Extracted data entries
— START —
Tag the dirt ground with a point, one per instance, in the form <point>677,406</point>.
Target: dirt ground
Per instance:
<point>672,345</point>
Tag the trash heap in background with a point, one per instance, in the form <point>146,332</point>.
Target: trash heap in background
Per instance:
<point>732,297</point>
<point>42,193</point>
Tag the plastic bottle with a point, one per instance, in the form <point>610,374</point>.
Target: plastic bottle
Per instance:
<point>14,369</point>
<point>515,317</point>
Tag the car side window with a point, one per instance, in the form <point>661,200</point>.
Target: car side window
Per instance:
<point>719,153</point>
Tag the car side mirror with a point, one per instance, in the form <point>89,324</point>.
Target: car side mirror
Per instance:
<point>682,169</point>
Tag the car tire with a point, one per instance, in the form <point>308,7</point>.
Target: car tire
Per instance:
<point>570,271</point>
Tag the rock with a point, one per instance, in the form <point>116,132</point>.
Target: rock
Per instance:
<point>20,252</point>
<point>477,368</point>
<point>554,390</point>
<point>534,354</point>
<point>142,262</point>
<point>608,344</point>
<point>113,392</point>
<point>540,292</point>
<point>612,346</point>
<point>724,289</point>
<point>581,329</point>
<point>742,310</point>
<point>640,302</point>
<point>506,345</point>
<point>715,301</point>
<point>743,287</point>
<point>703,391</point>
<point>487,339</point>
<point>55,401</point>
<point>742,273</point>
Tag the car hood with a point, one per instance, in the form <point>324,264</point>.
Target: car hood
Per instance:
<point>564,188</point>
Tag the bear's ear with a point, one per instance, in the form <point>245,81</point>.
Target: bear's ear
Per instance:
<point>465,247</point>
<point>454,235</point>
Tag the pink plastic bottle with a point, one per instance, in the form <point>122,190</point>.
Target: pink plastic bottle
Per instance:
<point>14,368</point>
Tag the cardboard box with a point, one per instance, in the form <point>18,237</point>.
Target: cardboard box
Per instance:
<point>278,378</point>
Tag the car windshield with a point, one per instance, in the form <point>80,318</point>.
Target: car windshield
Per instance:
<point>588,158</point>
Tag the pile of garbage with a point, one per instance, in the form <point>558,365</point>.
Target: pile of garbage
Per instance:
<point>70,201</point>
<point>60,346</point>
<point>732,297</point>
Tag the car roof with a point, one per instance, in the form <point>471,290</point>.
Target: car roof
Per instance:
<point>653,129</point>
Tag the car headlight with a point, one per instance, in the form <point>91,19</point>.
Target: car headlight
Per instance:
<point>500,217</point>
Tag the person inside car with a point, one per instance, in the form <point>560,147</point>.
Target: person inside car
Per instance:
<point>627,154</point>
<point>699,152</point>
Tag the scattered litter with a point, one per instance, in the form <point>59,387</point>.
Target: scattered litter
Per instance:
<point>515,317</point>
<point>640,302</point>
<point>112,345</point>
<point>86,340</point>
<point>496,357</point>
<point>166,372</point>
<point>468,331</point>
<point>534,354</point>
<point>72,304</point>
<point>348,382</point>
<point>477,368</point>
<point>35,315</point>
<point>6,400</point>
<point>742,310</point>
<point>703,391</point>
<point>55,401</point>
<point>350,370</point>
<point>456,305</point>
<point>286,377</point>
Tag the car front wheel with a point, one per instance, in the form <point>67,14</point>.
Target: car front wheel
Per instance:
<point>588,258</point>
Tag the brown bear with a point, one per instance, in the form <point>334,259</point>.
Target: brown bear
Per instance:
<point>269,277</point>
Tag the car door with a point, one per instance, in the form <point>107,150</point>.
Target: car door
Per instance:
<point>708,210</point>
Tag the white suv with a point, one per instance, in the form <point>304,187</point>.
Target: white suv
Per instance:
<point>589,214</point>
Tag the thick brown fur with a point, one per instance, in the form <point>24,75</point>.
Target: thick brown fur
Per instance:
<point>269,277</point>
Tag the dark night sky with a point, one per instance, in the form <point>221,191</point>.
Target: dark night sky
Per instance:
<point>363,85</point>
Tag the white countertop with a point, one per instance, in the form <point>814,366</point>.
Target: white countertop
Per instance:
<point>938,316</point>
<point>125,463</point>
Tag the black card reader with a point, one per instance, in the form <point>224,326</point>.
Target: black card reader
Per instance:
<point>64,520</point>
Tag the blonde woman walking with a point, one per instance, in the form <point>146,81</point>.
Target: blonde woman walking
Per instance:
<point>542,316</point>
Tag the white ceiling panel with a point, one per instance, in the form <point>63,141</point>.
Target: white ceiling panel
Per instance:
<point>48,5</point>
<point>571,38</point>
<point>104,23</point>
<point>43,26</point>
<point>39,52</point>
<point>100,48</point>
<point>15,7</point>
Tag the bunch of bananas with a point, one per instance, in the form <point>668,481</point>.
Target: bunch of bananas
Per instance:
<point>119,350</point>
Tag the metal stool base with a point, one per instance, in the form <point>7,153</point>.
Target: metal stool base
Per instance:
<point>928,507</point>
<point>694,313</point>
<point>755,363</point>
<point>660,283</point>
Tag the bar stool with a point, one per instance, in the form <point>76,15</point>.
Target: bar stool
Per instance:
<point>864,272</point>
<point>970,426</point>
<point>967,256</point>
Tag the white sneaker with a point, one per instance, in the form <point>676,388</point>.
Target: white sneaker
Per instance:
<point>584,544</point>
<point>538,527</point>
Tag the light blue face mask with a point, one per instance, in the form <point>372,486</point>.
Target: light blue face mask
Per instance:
— END —
To be done -
Can you repeat the lines of the listing above word for word, starting with the line containing "Tag the car roof" and going on through the line containing "<point>500,217</point>"?

Solution to the problem -
Tag the car roof with a point, one per instance, in the form <point>471,290</point>.
Target: car roof
Per instance:
<point>653,129</point>
Tag the car headlight with a point, one per instance, in the form <point>91,19</point>.
Target: car headlight
Per instance:
<point>500,217</point>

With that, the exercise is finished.